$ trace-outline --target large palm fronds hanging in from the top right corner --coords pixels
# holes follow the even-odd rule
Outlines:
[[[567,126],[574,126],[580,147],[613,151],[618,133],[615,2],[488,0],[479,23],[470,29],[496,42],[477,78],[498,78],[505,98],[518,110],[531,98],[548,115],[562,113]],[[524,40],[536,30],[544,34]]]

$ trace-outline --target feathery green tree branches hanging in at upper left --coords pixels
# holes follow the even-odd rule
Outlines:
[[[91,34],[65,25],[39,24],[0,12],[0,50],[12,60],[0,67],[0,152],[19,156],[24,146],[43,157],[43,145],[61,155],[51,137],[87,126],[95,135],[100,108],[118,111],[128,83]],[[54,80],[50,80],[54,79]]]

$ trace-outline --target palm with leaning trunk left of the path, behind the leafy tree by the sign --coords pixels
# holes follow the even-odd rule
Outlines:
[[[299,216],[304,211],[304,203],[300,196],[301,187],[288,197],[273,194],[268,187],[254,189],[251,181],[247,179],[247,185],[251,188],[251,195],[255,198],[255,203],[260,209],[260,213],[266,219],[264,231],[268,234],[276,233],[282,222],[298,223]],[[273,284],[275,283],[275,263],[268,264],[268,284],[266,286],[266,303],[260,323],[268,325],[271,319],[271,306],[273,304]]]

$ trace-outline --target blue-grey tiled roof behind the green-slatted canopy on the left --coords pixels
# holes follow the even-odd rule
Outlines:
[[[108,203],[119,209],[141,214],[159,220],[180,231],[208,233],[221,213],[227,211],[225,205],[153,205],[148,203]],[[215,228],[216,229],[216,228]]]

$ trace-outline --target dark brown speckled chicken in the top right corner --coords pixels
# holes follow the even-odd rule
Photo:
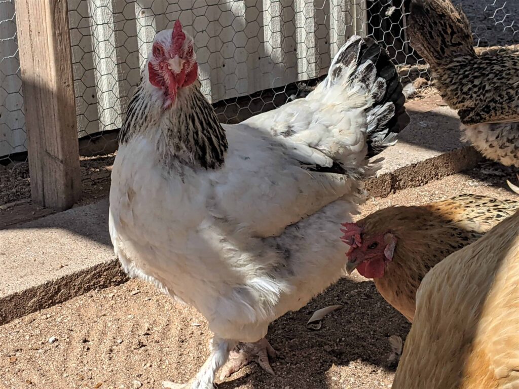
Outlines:
[[[519,48],[476,50],[469,21],[449,0],[411,0],[407,33],[435,85],[485,157],[519,167]]]

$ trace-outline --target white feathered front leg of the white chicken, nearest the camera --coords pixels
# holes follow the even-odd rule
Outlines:
[[[171,381],[163,381],[162,387],[168,389],[214,389],[214,376],[229,357],[229,351],[237,342],[214,337],[211,341],[211,355],[202,365],[197,375],[187,384],[177,384]]]

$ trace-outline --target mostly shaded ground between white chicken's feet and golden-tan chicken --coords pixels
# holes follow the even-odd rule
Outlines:
[[[326,316],[319,331],[306,328],[315,310],[334,304],[343,308]],[[343,278],[298,312],[285,314],[271,324],[267,337],[280,352],[274,366],[277,377],[254,367],[250,376],[219,387],[234,389],[247,383],[255,388],[322,389],[390,384],[395,365],[388,362],[388,337],[405,339],[410,327],[381,298],[372,282],[356,283]]]

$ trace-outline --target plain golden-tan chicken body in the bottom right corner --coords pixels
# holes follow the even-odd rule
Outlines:
[[[519,213],[432,269],[393,389],[519,387]]]

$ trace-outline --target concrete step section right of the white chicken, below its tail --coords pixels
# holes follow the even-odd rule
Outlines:
[[[482,159],[472,146],[460,141],[456,111],[439,95],[406,103],[411,123],[398,143],[377,157],[385,158],[377,176],[366,182],[373,197],[427,184],[433,179],[470,169]]]

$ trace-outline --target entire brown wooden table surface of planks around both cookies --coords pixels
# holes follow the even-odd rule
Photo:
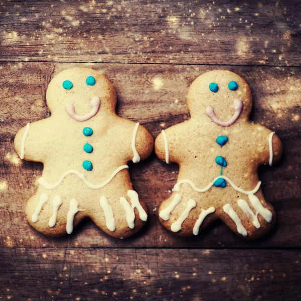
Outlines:
[[[299,300],[301,285],[300,1],[3,1],[0,15],[0,298],[14,300]],[[274,230],[245,241],[221,222],[180,238],[158,219],[178,166],[153,154],[130,164],[147,225],[117,240],[85,220],[70,236],[33,230],[25,204],[43,166],[13,139],[49,116],[50,79],[72,66],[104,72],[119,116],[156,137],[189,119],[186,93],[211,69],[237,72],[254,96],[251,119],[275,130],[284,156],[259,170]]]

= = = =

EXERCISE: Find the line with "in the top right corner --coords pixels" in the entries above. Set down exactly every line from it up to and including the line with "chicken --coords pixels", images excluded.

SOLUTION FOR THIS PROBLEM:
$ trace-outline --target dark brown speckled chicken in the top right corner --coords pixels
# holes follow the even-odd rule
Photo:
Outlines:
[[[519,48],[476,50],[469,21],[449,0],[411,0],[407,33],[435,85],[485,157],[519,167]]]

$ trace-outline --target white feathered front leg of the white chicken, nearest the camera --coords pixels
# holes follow the even-odd rule
Outlines:
[[[171,381],[163,381],[162,387],[168,389],[214,389],[214,376],[229,357],[229,351],[237,342],[214,337],[211,341],[211,355],[202,365],[197,375],[187,384],[177,384]]]

$ trace-outline --target mostly shaded ground between white chicken's feet and golden-tan chicken --coords pixels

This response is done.